* **REQUIREMENTS**
Copy every one of the following lines verbatim, keeping each character unchanged.

* **DATA FOR THE TASK**
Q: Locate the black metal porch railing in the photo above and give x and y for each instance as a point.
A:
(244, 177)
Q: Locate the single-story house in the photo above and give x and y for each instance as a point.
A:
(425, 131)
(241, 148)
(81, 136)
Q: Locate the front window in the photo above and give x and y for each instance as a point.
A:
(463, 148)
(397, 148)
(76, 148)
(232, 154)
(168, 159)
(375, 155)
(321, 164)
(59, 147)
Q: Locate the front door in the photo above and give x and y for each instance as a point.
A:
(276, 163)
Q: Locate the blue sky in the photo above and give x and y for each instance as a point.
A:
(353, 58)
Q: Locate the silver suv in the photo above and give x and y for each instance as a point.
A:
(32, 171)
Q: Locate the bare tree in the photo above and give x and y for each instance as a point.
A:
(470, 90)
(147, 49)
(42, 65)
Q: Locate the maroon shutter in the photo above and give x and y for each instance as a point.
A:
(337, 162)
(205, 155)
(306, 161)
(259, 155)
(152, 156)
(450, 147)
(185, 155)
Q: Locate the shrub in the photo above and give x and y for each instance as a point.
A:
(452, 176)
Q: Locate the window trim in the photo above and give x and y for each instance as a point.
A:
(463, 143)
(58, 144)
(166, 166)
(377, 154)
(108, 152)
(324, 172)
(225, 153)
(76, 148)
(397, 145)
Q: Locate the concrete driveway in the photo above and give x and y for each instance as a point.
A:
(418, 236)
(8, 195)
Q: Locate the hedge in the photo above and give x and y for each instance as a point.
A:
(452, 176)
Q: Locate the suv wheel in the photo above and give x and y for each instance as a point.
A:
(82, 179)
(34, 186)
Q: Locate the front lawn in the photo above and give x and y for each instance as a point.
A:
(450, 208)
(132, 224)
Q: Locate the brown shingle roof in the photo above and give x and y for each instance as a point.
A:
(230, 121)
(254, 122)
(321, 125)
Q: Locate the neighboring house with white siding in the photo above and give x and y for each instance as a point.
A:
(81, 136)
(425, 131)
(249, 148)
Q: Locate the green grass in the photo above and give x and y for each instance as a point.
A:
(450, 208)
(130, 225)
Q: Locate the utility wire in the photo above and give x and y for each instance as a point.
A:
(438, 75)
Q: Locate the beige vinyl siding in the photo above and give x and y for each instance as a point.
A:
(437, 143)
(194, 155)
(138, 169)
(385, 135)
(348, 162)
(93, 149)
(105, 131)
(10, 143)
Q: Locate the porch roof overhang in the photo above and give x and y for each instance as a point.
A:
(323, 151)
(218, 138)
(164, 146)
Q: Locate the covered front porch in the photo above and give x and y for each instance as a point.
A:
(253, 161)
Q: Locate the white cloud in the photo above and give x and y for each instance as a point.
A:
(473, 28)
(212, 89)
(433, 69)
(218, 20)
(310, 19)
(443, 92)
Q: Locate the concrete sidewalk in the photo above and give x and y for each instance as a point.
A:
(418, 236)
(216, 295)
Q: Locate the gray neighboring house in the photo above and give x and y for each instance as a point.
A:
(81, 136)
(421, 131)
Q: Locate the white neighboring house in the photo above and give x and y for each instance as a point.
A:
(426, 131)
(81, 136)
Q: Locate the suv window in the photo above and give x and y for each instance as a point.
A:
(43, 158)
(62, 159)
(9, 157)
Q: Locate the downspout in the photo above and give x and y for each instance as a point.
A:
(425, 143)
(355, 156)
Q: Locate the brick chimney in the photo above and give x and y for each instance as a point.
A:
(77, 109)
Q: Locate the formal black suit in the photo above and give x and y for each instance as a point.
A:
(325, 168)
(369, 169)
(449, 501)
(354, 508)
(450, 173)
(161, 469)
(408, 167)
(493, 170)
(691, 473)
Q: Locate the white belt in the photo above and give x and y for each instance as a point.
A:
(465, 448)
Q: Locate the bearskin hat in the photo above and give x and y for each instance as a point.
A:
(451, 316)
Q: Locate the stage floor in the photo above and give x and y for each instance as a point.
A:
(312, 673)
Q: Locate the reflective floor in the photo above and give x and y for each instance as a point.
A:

* **ANSWER BELOW**
Q: Locate the black metal porch railing in the photo above and give x and y for each instance as a point.
A:
(244, 177)
Q: Locate the single-story house in the photo above and give x and y for each instance as a point.
A:
(425, 131)
(241, 148)
(81, 136)
Q: Locate the front window in the photo above and give x and y for each instance as a point.
A:
(463, 148)
(397, 148)
(76, 148)
(232, 154)
(168, 159)
(375, 155)
(321, 164)
(59, 147)
Q: Locate the front door in the photo above and give x and y for each instance as a point.
A:
(276, 163)
Q: Locate the blue sky in the photo above and give x and y for each instance as a point.
A:
(353, 58)
Q: Locate the silver suv in the photo above and give x and y for each instance as a point.
A:
(32, 171)
Q: Locate the bare tree in the photo above and give x and y for each instance as a point.
A:
(470, 90)
(147, 49)
(42, 65)
Q: Locate the maroon shutter in the photo above and give x and y for each instance as a point.
A:
(337, 162)
(205, 155)
(306, 161)
(259, 155)
(152, 156)
(450, 147)
(185, 155)
Q: Locate the shrub in the photo above and give x and y for each instance as a point.
A:
(452, 176)
Q: Locate the window trim in the photo above and give x and y for each instance as a point.
A:
(463, 143)
(58, 144)
(166, 166)
(377, 154)
(108, 152)
(324, 172)
(225, 153)
(76, 148)
(397, 145)
Q: Locate the concrete driveway in the photo above and give x and y for each instance as a point.
A:
(418, 236)
(8, 195)
Q: Locate the hedge in the photo above and give x and y for each instance as a point.
A:
(452, 176)
Q: Locate the suv wheel in the photo above and give x and y for each instance as a point.
A:
(82, 179)
(34, 186)
Q: Locate the front lawn in the photo above and give x and y for each instance as a point.
A:
(450, 208)
(132, 224)
Q: Locate the brown shingle roof in the photo above and give x and y for each instance as a point.
A:
(230, 121)
(254, 122)
(321, 125)
Q: Locate the neighboring house with white siding in the photo above and give x and y for each instance as a point.
A:
(81, 136)
(425, 131)
(249, 148)
Q: Locate the green grass in the photo above and give x and y for each instance as a point.
A:
(450, 208)
(130, 225)
Q: Locate the utility wire in the photo above and give x and y for each instance as a point.
A:
(438, 75)
Q: Locate the beige vinyl siding in the photo above and give x and y for each instance as a point.
A:
(437, 143)
(194, 155)
(138, 169)
(385, 135)
(348, 162)
(93, 149)
(105, 131)
(10, 143)
Q: Locate the porch roof overhang in the photo above and give x and y for each instance as a point.
A:
(323, 151)
(218, 138)
(164, 146)
Q: Locate the covered front porch in the photo above and give x and y for each instance as a point.
A:
(253, 161)
Q: Locate the white cloud in the photo above and give x and y for each instance as a point.
A:
(473, 28)
(212, 89)
(433, 69)
(218, 20)
(310, 19)
(443, 92)
Q: Locate the concrete sidewalk in the photo above and give x and y for each instance as a point.
A:
(418, 236)
(216, 295)
Q: Locate the gray neighboring house in the photo above and give x and y for each instance as a point.
A:
(81, 136)
(421, 131)
Q: Locate the white neighboring house in the photo above and give x and y for each instance as a point.
A:
(426, 131)
(81, 136)
Q: Locate the suv window in the photo above and give x and y for each instance as a point.
A:
(43, 158)
(62, 159)
(9, 157)
Q: Locate the downspout in the photo above and give x and y for each instance as a point.
A:
(425, 143)
(355, 156)
Q: Locate the brick chimney in the photo above and give x and y for each instance as a point.
A:
(77, 109)
Q: Locate the formal black suit in the photo above and give x and y for each instance as a point.
A:
(325, 168)
(369, 169)
(449, 501)
(354, 508)
(450, 173)
(161, 469)
(408, 167)
(493, 170)
(691, 473)
Q: Locate the white belt in the photo above and give x and y for each instance as a point.
A:
(465, 448)
Q: Locate the bearskin hat in the photo above and give x and y for each instance as a point.
A:
(451, 316)
Q: Locate the stage floor in the photo above and give x and y for each instance as a point.
A:
(312, 673)
Q: Locate the reflective floor in the photo above and give x and y for each instance as a point.
A:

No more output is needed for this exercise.